→ **QUOTED TEXT**:
━━━━━━━━━━━━━━━━

The groupBy argument

The type of the group by argument is an array of non-null objects of the type <tablename>_GroupByType. An example is Order_GroupByType for the Order table. Each element of the array specifies one column for grouping. Their order in the GROUP BY clause is the one in which they appear in the array. Let’s take the following example:

groupBy : [{customerNo : DEFAULT}, [orderDate : DEFAULT]]

This groups the data by the customerNo and the orderDate columns.

When you specify a column for grouping, you must also specify the kind of grouping that you want to perform. The possible values are:

Value Description
DEFAULT The default grouping. The rows with the same value in the column are grouped together.
ROLLUP The ROLLUP grouping. This creates a group for each combination of column expressions and also rolls up the results into subtotals and grand totals.

While the column order is not important for the DEFAULT grouping, it is important for the ROLLUP grouping. For instance, GROUP BY ROLLUP (A, B, C) creates groups for each combination of column expressions as show in the following list:

A, B, C
A, B, NULL
A, NULL, NULL
NULL, NULL, NULL

To learn more about the ROLLUP grouping, see the SELECT - GROUP BY- Transact-SQL documentation.

To show how this work, lets take the following example: select transactions grouped by account number and period.

First, we use DEFAULT for account number and ROLLUP for period:

Query

query read_gla_transactions_grouped($cid : Int)
{
  useCompany(no : $cid)
  {
    generalLedgerTransaction(
      filter : {
        _and: [
          {accountNo : {_gte : 3000}},
          {year : {_gte : 2020}}
        ]},
      groupBy: [
        {accountNo : DEFAULT},
        {period : ROLLUP},
      ],
      having : {
        _sum : {postedAmountDomestic : {_not_eq : 0}}
      })

━━━━━━━━━━━━━━━━

→ **DIRECTIONS**:
a. Answer these questions using the groupBy section:
(i) What is the type of the group by argument?
(ii) For which kind of grouping does the column order matter?
(iii) In the example query, which grouping kind is given for period?
b. Repeat the groupBy section between "The type of" and "are grouped together.", inclusive.
Use only the groupBy section to answer.

Image boundary annotation entries
━━━━━━━━━━━━━━━━

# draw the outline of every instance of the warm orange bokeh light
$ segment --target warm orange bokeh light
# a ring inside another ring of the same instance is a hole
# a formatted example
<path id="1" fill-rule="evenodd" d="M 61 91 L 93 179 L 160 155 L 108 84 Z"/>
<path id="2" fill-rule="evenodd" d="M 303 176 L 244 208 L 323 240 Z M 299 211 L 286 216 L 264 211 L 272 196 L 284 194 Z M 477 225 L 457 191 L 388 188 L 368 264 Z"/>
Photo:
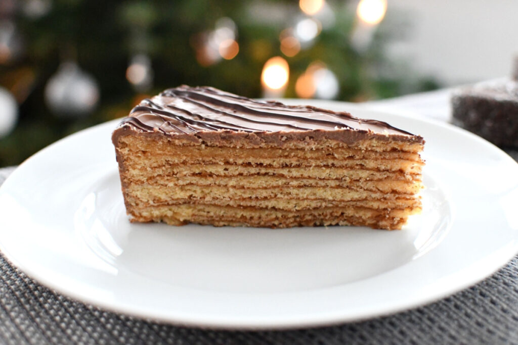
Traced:
<path id="1" fill-rule="evenodd" d="M 300 0 L 298 5 L 302 11 L 309 16 L 318 13 L 324 6 L 324 0 Z"/>
<path id="2" fill-rule="evenodd" d="M 294 56 L 300 51 L 300 43 L 292 36 L 281 39 L 281 51 L 286 56 Z"/>
<path id="3" fill-rule="evenodd" d="M 261 73 L 261 82 L 268 88 L 278 90 L 288 82 L 290 67 L 288 63 L 280 56 L 270 58 L 264 64 Z"/>
<path id="4" fill-rule="evenodd" d="M 311 98 L 314 96 L 316 88 L 313 82 L 313 76 L 305 72 L 297 79 L 295 84 L 295 92 L 300 98 Z"/>
<path id="5" fill-rule="evenodd" d="M 218 50 L 224 59 L 232 60 L 239 52 L 239 45 L 233 39 L 226 39 L 220 43 Z"/>
<path id="6" fill-rule="evenodd" d="M 376 25 L 383 20 L 387 10 L 386 0 L 361 0 L 356 14 L 367 24 Z"/>

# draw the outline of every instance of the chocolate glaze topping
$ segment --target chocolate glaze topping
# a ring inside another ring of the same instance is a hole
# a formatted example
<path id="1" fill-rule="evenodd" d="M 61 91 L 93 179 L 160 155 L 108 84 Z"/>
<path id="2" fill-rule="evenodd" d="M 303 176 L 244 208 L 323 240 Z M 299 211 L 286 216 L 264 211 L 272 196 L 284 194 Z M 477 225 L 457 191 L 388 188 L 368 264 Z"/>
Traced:
<path id="1" fill-rule="evenodd" d="M 353 130 L 366 133 L 398 134 L 423 142 L 419 136 L 381 121 L 362 119 L 346 112 L 310 106 L 290 106 L 258 101 L 213 87 L 182 85 L 145 99 L 118 128 L 130 126 L 145 132 L 166 134 L 230 131 L 241 132 Z"/>

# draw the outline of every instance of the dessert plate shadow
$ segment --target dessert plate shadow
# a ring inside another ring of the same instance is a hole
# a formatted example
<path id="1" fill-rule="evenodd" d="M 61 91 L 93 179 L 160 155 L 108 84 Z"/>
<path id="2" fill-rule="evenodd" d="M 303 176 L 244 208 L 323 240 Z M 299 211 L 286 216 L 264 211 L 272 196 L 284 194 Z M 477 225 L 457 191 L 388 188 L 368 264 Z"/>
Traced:
<path id="1" fill-rule="evenodd" d="M 518 164 L 505 153 L 418 116 L 312 103 L 425 138 L 424 209 L 402 230 L 131 223 L 110 141 L 118 121 L 60 140 L 12 173 L 0 187 L 0 249 L 42 284 L 85 303 L 179 324 L 253 329 L 423 305 L 518 252 Z"/>

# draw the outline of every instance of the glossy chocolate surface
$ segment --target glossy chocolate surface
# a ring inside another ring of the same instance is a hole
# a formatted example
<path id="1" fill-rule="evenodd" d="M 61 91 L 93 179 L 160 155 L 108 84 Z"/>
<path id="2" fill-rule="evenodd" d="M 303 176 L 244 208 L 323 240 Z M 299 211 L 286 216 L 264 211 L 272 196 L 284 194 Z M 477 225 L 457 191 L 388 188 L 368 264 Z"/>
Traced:
<path id="1" fill-rule="evenodd" d="M 206 86 L 183 85 L 145 99 L 122 120 L 119 128 L 127 126 L 144 132 L 157 130 L 170 135 L 222 131 L 257 133 L 342 130 L 340 131 L 357 134 L 396 134 L 423 142 L 420 137 L 385 122 L 313 107 L 255 100 Z"/>

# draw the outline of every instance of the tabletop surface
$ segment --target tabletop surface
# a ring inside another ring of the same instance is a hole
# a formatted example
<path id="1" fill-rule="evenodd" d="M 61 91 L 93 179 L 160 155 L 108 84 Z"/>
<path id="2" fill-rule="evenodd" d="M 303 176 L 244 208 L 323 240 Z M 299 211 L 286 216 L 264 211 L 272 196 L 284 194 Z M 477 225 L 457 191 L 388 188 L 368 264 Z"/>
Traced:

━━━━━━━━━━━━━━━━

→ **RESULTS OF THE EXERCISE**:
a.
(i) An array of non-null objects of the type <tablename>_GroupByType.
(ii) The ROLLUP grouping.
(iii) ROLLUP.

b.
The type of the group by argument is an array of non-null objects of the type <tablename>_GroupByType. An example is Order_GroupByType for the Order table. Each element of the array specifies one column for grouping. Their order in the GROUP BY clause is the one in which they appear in the array. Let’s take the following example:

groupBy : [{customerNo : DEFAULT}, [orderDate : DEFAULT]]

This groups the data by the customerNo and the orderDate columns.

When you specify a column for grouping, you must also specify the kind of grouping that you want to perform. The possible values are:

Value Description
DEFAULT The default grouping. The rows with the same value in the column are grouped together.